→ What you need to do
Return only the line that contains "For the rough" and each line after it, through the last line of the data below, copied exactly.

→ Given information
===

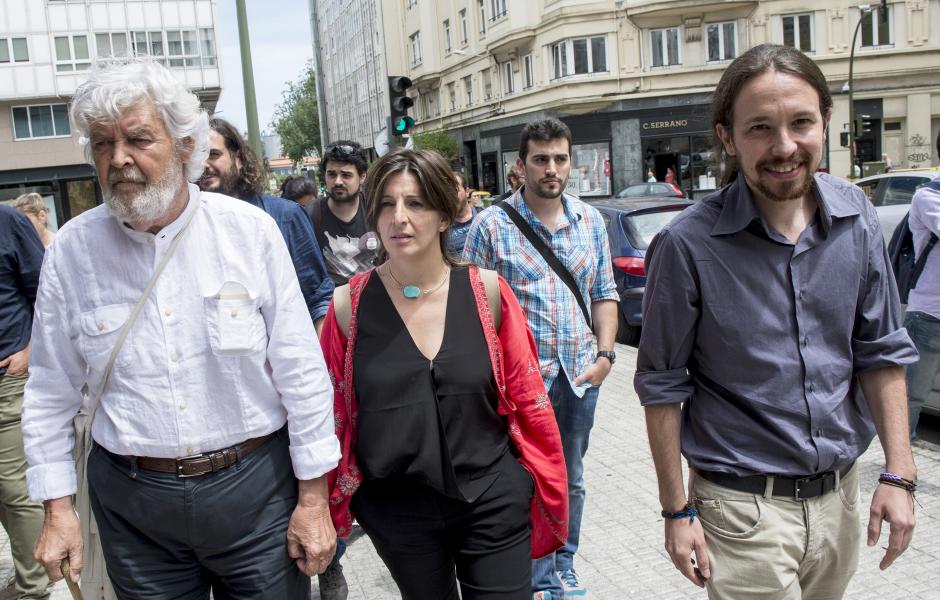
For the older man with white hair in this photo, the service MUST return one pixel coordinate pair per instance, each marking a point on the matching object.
(214, 428)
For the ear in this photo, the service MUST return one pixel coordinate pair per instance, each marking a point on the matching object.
(727, 140)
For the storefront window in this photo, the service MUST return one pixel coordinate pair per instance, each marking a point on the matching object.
(590, 170)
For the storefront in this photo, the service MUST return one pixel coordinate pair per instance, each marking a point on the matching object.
(67, 191)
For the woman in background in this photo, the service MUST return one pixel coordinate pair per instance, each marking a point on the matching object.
(36, 210)
(452, 459)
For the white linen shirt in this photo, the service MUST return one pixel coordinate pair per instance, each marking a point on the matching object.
(223, 350)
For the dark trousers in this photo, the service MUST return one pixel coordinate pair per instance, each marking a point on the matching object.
(166, 537)
(430, 542)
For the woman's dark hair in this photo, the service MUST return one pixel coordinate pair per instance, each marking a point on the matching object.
(751, 64)
(544, 130)
(435, 178)
(251, 178)
(296, 187)
(343, 152)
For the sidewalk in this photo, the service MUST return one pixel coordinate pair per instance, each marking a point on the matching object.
(621, 539)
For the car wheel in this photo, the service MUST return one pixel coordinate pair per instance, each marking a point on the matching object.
(626, 333)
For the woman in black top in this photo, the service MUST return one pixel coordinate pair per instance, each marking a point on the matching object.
(443, 497)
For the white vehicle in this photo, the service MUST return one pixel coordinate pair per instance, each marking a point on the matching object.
(891, 194)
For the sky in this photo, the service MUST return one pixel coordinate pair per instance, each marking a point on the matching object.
(279, 31)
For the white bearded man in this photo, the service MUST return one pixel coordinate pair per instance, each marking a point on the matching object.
(214, 431)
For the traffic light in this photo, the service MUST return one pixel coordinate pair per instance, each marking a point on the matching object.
(399, 103)
(862, 125)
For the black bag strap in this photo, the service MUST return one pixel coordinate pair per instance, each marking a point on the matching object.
(549, 256)
(922, 260)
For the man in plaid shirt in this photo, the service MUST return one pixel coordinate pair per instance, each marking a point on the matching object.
(572, 371)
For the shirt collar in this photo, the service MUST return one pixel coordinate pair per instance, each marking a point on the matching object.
(168, 232)
(739, 210)
(574, 211)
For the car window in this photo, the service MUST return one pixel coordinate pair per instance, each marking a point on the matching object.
(900, 190)
(642, 227)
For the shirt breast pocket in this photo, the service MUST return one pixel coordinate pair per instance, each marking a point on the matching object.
(100, 330)
(236, 326)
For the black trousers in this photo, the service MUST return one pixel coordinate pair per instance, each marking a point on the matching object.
(166, 537)
(430, 542)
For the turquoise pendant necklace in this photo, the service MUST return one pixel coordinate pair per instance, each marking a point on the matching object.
(411, 291)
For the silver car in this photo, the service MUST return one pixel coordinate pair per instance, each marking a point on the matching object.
(891, 194)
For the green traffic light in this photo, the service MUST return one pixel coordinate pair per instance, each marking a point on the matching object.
(403, 124)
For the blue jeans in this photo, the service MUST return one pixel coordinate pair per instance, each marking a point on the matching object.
(924, 329)
(575, 418)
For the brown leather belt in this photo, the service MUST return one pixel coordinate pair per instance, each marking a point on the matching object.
(200, 464)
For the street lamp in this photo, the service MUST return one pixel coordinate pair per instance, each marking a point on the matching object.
(865, 10)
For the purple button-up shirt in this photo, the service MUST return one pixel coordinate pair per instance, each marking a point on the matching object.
(763, 339)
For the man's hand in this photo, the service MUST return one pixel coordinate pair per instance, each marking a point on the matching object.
(311, 539)
(896, 506)
(61, 538)
(595, 374)
(683, 538)
(17, 363)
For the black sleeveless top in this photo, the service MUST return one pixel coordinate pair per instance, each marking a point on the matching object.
(435, 421)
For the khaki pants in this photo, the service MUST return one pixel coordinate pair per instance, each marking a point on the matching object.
(21, 518)
(766, 547)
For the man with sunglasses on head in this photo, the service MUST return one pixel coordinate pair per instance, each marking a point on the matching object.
(233, 169)
(339, 219)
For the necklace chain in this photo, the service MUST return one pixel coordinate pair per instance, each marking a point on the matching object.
(402, 286)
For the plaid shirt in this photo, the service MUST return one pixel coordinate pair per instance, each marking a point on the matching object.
(562, 336)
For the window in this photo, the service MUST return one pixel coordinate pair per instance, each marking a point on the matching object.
(40, 121)
(798, 32)
(415, 48)
(528, 72)
(468, 89)
(110, 45)
(464, 29)
(721, 44)
(580, 55)
(15, 48)
(509, 85)
(207, 46)
(71, 53)
(148, 43)
(182, 48)
(665, 45)
(876, 32)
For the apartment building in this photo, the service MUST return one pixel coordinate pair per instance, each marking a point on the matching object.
(46, 49)
(632, 78)
(350, 63)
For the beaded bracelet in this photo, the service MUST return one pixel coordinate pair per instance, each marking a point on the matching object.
(898, 481)
(689, 511)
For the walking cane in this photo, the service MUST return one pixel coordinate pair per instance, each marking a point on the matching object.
(73, 587)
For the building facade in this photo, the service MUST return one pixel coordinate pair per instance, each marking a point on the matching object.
(349, 52)
(632, 78)
(47, 47)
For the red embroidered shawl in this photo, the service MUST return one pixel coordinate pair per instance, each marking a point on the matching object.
(522, 399)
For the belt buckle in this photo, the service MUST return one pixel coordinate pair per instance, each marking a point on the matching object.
(179, 466)
(801, 484)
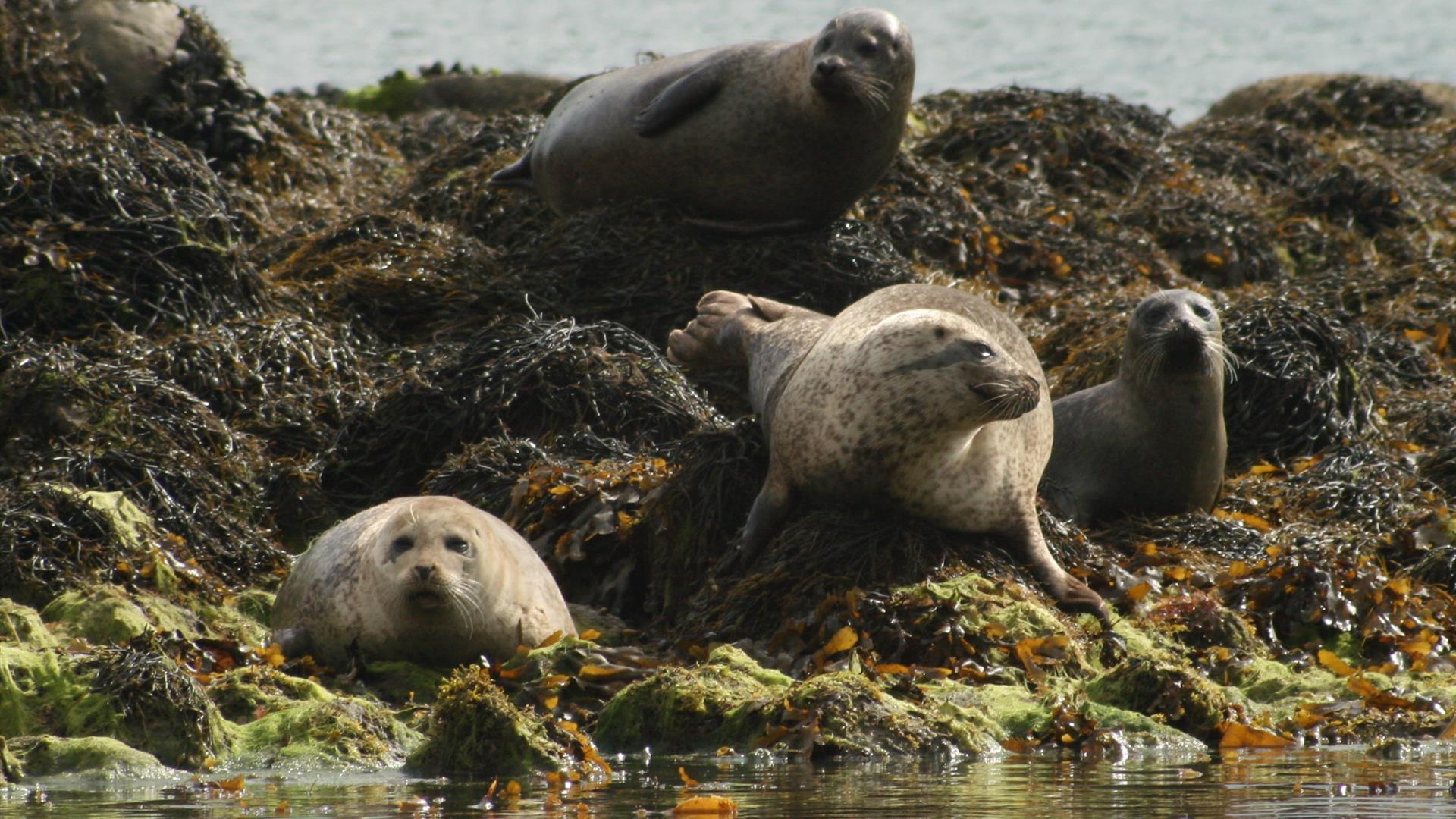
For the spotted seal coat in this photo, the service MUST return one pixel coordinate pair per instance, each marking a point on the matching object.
(918, 398)
(425, 579)
(762, 136)
(1150, 441)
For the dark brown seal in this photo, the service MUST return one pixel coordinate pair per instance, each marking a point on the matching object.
(1149, 442)
(759, 136)
(427, 579)
(919, 398)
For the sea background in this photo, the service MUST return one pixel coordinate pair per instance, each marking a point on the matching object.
(1174, 55)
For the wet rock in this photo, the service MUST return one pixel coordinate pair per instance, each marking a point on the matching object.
(475, 730)
(329, 733)
(91, 755)
(701, 707)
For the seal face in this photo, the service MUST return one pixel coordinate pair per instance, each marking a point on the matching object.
(427, 579)
(1152, 441)
(919, 398)
(756, 137)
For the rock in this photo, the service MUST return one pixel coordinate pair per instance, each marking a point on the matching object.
(130, 41)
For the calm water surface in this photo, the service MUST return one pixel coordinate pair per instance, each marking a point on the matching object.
(1174, 55)
(1304, 783)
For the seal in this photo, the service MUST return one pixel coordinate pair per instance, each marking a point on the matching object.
(1150, 441)
(918, 398)
(755, 137)
(428, 579)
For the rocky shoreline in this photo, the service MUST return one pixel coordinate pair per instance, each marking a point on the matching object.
(234, 319)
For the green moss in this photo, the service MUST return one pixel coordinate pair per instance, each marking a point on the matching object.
(131, 526)
(1139, 729)
(1011, 708)
(855, 716)
(986, 604)
(93, 755)
(1183, 697)
(343, 732)
(475, 730)
(392, 96)
(707, 706)
(1269, 681)
(108, 614)
(229, 620)
(255, 605)
(47, 692)
(24, 626)
(9, 764)
(400, 682)
(251, 692)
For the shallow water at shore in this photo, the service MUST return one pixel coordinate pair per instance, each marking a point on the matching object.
(1177, 57)
(1329, 781)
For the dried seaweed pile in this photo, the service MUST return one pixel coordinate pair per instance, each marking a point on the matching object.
(36, 69)
(76, 422)
(202, 98)
(112, 224)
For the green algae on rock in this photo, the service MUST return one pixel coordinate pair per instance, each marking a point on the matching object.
(109, 614)
(164, 710)
(91, 755)
(475, 730)
(47, 691)
(24, 626)
(253, 692)
(332, 733)
(708, 706)
(1183, 697)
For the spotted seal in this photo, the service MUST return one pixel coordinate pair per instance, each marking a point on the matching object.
(1150, 441)
(427, 579)
(918, 398)
(762, 136)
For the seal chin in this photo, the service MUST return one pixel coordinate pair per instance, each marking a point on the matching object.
(1009, 400)
(428, 599)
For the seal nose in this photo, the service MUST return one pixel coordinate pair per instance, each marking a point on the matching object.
(829, 66)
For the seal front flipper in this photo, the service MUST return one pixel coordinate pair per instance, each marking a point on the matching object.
(1071, 594)
(516, 174)
(682, 98)
(293, 642)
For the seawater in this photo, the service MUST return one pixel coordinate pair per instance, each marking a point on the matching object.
(1175, 55)
(1324, 781)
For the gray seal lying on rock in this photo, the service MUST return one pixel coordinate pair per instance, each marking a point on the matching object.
(428, 579)
(1150, 441)
(918, 398)
(756, 137)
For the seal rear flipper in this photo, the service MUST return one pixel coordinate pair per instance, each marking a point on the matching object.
(747, 228)
(516, 174)
(764, 519)
(712, 338)
(680, 99)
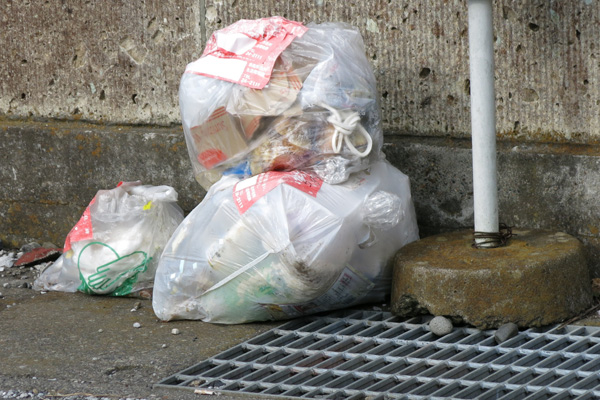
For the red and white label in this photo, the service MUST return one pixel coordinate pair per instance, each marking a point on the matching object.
(82, 229)
(245, 52)
(249, 191)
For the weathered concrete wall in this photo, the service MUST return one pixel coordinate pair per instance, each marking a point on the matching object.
(121, 61)
(105, 61)
(118, 64)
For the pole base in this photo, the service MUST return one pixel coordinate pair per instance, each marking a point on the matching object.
(538, 278)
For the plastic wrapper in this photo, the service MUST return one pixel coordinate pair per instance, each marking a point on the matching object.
(318, 112)
(284, 244)
(115, 246)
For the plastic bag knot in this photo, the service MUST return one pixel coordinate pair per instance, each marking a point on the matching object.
(344, 128)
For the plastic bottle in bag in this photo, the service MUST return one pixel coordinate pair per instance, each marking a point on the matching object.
(283, 244)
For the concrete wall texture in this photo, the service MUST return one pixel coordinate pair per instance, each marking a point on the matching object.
(88, 97)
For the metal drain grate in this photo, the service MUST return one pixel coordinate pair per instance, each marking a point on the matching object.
(376, 355)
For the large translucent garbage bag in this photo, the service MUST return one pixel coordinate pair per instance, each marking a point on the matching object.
(318, 112)
(115, 246)
(285, 244)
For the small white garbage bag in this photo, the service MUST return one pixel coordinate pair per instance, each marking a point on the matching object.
(273, 95)
(114, 248)
(284, 244)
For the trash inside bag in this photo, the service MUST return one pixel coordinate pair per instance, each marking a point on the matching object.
(284, 244)
(274, 95)
(115, 246)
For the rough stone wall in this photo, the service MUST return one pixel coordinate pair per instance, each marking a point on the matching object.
(99, 68)
(120, 62)
(106, 61)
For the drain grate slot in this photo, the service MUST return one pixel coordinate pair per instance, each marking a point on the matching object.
(360, 354)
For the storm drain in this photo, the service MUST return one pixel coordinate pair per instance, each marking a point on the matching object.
(376, 356)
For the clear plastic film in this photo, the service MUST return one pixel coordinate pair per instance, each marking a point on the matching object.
(284, 244)
(318, 112)
(114, 248)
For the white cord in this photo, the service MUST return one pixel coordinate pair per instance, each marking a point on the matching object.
(344, 128)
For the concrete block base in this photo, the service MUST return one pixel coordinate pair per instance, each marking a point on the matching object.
(539, 278)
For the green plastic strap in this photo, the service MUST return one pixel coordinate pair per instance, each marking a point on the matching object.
(101, 281)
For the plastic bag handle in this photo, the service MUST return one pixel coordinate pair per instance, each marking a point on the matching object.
(155, 193)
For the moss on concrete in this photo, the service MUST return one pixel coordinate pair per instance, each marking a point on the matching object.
(540, 278)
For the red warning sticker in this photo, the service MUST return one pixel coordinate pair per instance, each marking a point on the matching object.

===

→ Exercise response
For the rough stone wall in this photo, the service MUST return one pixel coordinate pair per instance, each marking a point on the matching object.
(99, 68)
(120, 62)
(106, 61)
For the drain grate slot in this photo, the service MUST return one pixel coordinate pair per instance, each marking a point on the matching object.
(360, 354)
For the storm drain in this photo, the service MUST return one pixel coordinate pair per instance, each marking a point on the matching object.
(376, 356)
For the clear plastic film in this photo, the service MUST return one pixel coordinate pair per instance, each marking a point on the matching object.
(284, 244)
(318, 112)
(114, 248)
For the white cord in this photo, the service MUST return one pixel coordinate pair per instance, each marking a point on the matching object.
(344, 128)
For the concrete block base in this photo, the service MUST return one pixel coordinate pair per instance, each marking a point on the matching object.
(539, 278)
For the green plastic strap in this photo, the service MUST return one pixel coordinate pair per instance, each marking a point on the matching object.
(101, 281)
For the plastic bag handle in this photo, the service MUST return one pixel coordinate pair per instance, each marking a point on the matching object.
(155, 193)
For the moss on concrete in this photo, the service MUST return one pixel coordinate pair per instance, each marking a point on the matching object.
(540, 278)
For the red warning sticker in this photo, the service MUST return one pixel coordinate pair per instance, each marking a point on the matching object.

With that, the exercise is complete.